[Data entries]
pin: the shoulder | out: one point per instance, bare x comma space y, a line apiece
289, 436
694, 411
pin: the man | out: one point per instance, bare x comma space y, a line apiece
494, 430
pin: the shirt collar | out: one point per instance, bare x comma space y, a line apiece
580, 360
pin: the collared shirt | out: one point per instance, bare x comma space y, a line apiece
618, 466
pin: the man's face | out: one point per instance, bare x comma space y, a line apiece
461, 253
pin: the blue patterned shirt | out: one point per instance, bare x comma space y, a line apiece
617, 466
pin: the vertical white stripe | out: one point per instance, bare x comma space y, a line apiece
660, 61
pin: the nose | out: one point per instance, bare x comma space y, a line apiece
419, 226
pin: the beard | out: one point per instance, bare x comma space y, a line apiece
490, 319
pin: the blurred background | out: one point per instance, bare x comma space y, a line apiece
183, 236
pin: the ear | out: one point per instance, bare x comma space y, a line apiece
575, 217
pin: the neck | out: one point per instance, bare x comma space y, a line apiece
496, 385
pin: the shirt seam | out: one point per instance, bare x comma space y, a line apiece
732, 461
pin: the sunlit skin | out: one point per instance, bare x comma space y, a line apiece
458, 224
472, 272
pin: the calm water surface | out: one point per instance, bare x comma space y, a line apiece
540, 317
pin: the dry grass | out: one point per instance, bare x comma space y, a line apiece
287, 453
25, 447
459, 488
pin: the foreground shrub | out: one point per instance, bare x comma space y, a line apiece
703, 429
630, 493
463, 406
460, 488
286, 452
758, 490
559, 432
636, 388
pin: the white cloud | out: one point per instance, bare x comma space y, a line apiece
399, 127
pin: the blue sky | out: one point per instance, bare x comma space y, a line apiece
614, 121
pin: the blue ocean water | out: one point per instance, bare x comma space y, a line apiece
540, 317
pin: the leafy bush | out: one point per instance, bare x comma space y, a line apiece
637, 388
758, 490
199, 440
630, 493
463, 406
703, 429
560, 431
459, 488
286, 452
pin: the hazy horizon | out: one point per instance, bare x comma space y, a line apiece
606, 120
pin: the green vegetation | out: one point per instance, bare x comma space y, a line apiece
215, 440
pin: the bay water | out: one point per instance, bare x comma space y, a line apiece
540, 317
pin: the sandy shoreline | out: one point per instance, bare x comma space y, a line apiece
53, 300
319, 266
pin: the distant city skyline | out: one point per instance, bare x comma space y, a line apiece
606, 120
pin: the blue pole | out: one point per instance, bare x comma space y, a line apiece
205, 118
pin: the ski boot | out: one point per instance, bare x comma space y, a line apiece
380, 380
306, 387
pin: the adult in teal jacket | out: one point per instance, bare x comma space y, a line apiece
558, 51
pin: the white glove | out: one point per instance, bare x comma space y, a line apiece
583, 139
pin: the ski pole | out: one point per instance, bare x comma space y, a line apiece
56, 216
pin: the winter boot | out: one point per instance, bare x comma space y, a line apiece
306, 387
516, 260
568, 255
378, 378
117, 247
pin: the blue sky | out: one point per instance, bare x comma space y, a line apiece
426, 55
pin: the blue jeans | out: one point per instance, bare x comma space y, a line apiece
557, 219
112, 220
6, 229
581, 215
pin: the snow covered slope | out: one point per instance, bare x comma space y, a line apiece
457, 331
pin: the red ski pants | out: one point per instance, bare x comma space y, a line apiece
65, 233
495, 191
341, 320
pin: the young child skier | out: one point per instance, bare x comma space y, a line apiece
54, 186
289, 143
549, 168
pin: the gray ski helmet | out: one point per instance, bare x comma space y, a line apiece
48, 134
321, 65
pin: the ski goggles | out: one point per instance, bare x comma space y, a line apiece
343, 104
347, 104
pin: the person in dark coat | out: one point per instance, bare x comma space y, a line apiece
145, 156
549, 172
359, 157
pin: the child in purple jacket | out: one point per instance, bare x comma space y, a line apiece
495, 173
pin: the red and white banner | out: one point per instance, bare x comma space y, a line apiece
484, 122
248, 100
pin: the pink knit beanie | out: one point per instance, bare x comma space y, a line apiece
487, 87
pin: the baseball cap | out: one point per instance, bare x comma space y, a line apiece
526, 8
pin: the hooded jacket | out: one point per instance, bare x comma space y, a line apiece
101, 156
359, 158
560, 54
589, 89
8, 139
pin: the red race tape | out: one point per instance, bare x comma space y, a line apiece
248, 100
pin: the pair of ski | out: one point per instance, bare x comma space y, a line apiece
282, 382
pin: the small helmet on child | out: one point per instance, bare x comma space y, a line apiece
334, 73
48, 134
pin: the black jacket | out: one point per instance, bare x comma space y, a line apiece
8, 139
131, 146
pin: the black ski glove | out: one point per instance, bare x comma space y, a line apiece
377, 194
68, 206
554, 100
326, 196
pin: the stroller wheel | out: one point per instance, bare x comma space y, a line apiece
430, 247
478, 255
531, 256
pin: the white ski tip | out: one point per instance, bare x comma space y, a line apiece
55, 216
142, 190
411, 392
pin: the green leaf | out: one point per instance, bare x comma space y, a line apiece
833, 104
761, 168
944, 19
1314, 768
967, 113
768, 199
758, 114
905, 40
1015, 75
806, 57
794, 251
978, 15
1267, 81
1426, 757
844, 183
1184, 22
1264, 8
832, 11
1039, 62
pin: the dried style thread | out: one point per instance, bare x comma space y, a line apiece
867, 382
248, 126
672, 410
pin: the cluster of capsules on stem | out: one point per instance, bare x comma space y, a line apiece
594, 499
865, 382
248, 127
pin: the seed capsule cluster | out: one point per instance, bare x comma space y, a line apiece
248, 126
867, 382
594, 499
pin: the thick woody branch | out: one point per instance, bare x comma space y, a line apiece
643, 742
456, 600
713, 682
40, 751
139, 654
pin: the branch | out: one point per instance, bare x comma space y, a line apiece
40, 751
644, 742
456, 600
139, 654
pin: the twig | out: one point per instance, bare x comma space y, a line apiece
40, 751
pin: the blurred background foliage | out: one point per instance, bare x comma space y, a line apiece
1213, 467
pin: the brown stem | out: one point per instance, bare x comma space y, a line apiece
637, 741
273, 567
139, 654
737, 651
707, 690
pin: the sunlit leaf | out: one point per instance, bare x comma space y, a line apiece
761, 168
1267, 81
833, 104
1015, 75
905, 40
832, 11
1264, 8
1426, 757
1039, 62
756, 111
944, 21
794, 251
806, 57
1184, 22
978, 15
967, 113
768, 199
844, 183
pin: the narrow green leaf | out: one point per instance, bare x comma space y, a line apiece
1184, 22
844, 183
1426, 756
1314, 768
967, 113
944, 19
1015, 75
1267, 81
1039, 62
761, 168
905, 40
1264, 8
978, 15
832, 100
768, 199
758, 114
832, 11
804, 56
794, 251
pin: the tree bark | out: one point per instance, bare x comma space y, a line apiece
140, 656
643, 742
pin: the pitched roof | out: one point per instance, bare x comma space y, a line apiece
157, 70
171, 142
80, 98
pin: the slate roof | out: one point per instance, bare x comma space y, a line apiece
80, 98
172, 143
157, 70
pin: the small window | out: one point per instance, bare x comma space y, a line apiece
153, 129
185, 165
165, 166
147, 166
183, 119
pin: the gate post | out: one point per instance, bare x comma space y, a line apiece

_Instruction_
All the data must be duplicated exactly, with nothing added or removed.

_Output of the exercise_
pin: the shoulder | out: one point per instance, bare x comma space y, a line apiece
289, 436
694, 411
pin: the man | out: one point per instance, bare x comma space y, a line apiece
494, 430
pin: the shirt collar | out: one point per instance, bare x comma space y, a line apiece
580, 360
pin: the collared shirt | out: one point per instance, bare x comma space y, a line apiece
618, 466
pin: the man's face | out: one point per instance, bare x comma space y, a line apiece
461, 253
pin: the blue patterned shirt | out: one point per instance, bare x comma space y, a line apiece
617, 466
pin: the vertical white stripe | out: one point per instance, bare x comma space y, a line apiece
660, 61
pin: the nose | out: one point per instance, bare x comma space y, a line apiece
419, 226
pin: the beard | out: one point per instance, bare x comma space y, a line apiece
490, 319
pin: the blurred background | out: one point per instance, bare x comma space y, a line apiece
183, 236
pin: the ear | out: one point per instance, bare x comma space y, a line apiece
575, 217
pin: the neck | out: one point per instance, bare x comma space y, a line apiece
496, 385
pin: the shirt seam | out: one point per instance, bare x comma space y, a line apiece
732, 461
pin: the sunlit skin | out: one point per instance, bare x comma space y, a line apiece
458, 224
472, 272
pin: the calm water surface | out: one point per instance, bare x comma space y, a line apiece
540, 317
pin: the dry grass | out: one point per instance, bare x comma space y, a line apiece
287, 453
25, 447
459, 488
pin: the foreground shrub | out: one point per instance, bare x comma space y, a line apiece
703, 429
630, 493
463, 406
460, 488
286, 452
758, 490
559, 432
636, 388
pin: the white cloud | out: one point per instance, bare x comma space y, a line apiece
399, 127
pin: the blue sky | out: one point per instance, bare x comma space y, a line apiece
614, 121
pin: the blue ocean water | out: one point per instance, bare x comma space y, a line apiece
540, 317
pin: the leafy bush | out: one point per instance, bare x comma space y, a line apiece
637, 388
758, 490
199, 440
630, 493
463, 406
703, 429
560, 431
459, 488
286, 452
pin: the hazy horizon | out: one point per instance, bare x comma space y, a line apiece
606, 120
pin: the green vegetation | out: one point per instance, bare x comma space y, a line apiece
215, 440
pin: the bay water | out: one point per instance, bare x comma space y, a line apiece
540, 317
pin: the sandy shoreline | out: one point per instance, bare x comma space y, a line apiece
53, 300
319, 266
pin: the distant city skyline | out: one point per instance, bare x comma space y, a line apiece
606, 120
pin: the blue pole | out: one point per instance, bare x comma space y, a line apiece
205, 118
pin: the ski boot | out: one point per instance, bare x comma space y, a line apiece
380, 380
306, 387
pin: the adult in teal jacket | out: one point per instance, bare x comma space y, a line apiece
558, 51
pin: the white glove | out: one point per instance, bare x comma space y, a line apiece
583, 139
pin: the ski pole | out: one point per instance, bare x comma space y, a line apiece
56, 216
pin: the winter boot | out: one point per instance, bare x comma space y, a line apiece
306, 387
516, 260
568, 255
378, 378
117, 247
pin: the blue sky | out: one point per instance, bare x comma space y, a line apiece
426, 55
pin: the blue jeans | out: one point per instance, bare x comma space y, a line apiece
557, 219
112, 220
6, 229
581, 215
pin: the snow covered slope | out: one point per instance, bare x comma space y, a line apiece
457, 331
pin: the red ski pants | out: one point per instance, bare x comma space y, a line apiece
65, 233
495, 191
341, 320
pin: the young child skier | out: one point per instance, bare x comma space y, a line apiece
54, 186
289, 143
549, 168
pin: the gray ski helmet | out: one point per instance, bare x comma space y, a line apiece
48, 134
321, 65
pin: the ski goggles | out: one point per instance, bare x comma space y, a line apiece
343, 104
347, 104
pin: the person in dark coat | out: one point per instance, bare x comma space y, a line apiece
145, 156
549, 172
359, 157
pin: the child in purple jacket | out: one point per instance, bare x comma space y, a line apiece
495, 173
pin: the red and white banner | out: one point per instance, bare x comma space y, a line apiece
484, 122
248, 100
pin: the pink knit beanie | out: one point per instance, bare x comma space y, a line apiece
487, 87
pin: the baseball cap | out: one point per instance, bare x comma space y, a line apiece
526, 8
pin: the hooded jacket | out: one point per instance, bare x comma space y, a line apiece
101, 156
359, 158
560, 54
589, 89
8, 139
pin: the red race tape | out: one point per instance, bare x comma space y, a line apiece
248, 100
pin: the pair of ski | out: one point per instance, bare x comma space y, a line apiece
282, 382
pin: the small helmet on child | out: one point per instance, bare x comma space y, a line apiece
334, 73
48, 134
pin: the black jacket | out: one point per instance, bare x comma space y, a line apiece
8, 139
131, 146
pin: the black ski glove | out: one point per instance, bare x comma space y, a line apiece
377, 194
68, 206
554, 100
326, 196
pin: the stroller wheel | out: one point per instance, bare x comma space y, a line apiece
430, 247
478, 255
531, 256
pin: the white ski tip | out: one point per instance, bare x comma space y, a line apiece
55, 216
142, 190
411, 392
pin: the green leaf | out: one point per instance, bare x comma space y, a line apiece
833, 104
761, 168
944, 19
1314, 768
967, 113
768, 199
758, 114
905, 40
1015, 75
806, 57
794, 251
978, 15
1267, 81
1426, 757
844, 183
1184, 22
1264, 8
832, 11
1039, 62
pin: the dried style thread | out: one point per instance, bare x comma space y, a line apiece
867, 382
248, 126
672, 410
pin: the cluster of capsules on stem | out: one point per instance, bare x comma space y, a line apiece
594, 499
865, 382
248, 127
pin: the seed capsule cluster | out: one point per instance, bare x comma space y, a line apiece
248, 126
867, 382
594, 499
pin: the thick woody branch | out: one point per instance, bare x comma space y, a line apiece
643, 742
456, 600
713, 682
40, 751
139, 654
pin: the branch | out: one point per instance, bare x comma space y, a line apiece
40, 751
644, 742
456, 600
139, 654
pin: the twig | out: one point per instance, bare x comma space y, a line apiece
40, 751
pin: the blurred background foliage | out: one point per instance, bare x comma space y, a line apiece
1213, 467
pin: the brown stem | out: one point per instance, bare x comma space y, a line apiece
637, 741
273, 567
139, 654
737, 651
707, 690
pin: the sunlit leaf | out: one point per instance, bare x comma space y, a line apiece
761, 168
1267, 81
833, 104
1015, 75
905, 40
832, 11
1264, 8
1426, 757
1039, 62
756, 111
944, 21
794, 251
806, 57
1184, 22
978, 15
967, 113
768, 199
844, 183
pin: the narrow green leaf | out: one point per instance, bare x comma space y, a line apiece
1184, 22
844, 183
1426, 756
1314, 768
967, 113
944, 19
1015, 75
1267, 81
1039, 62
761, 168
905, 40
1264, 8
978, 15
832, 100
768, 199
758, 114
832, 11
804, 56
794, 251
pin: the tree bark | out: one point per instance, bare x comma space y, a line apiece
140, 656
643, 742
pin: the pitched roof | out: one point per instance, bare x comma space y, a line apiece
157, 70
171, 142
80, 98
pin: the slate roof | out: one point per instance, bare x comma space y, a line apiece
80, 98
172, 143
157, 70
pin: the small window | out: one point per instance, bare x comma space y, a line apiece
153, 129
185, 165
165, 166
147, 166
183, 119
pin: the gate post | out: one point per instance, bare x comma space y, a line apiece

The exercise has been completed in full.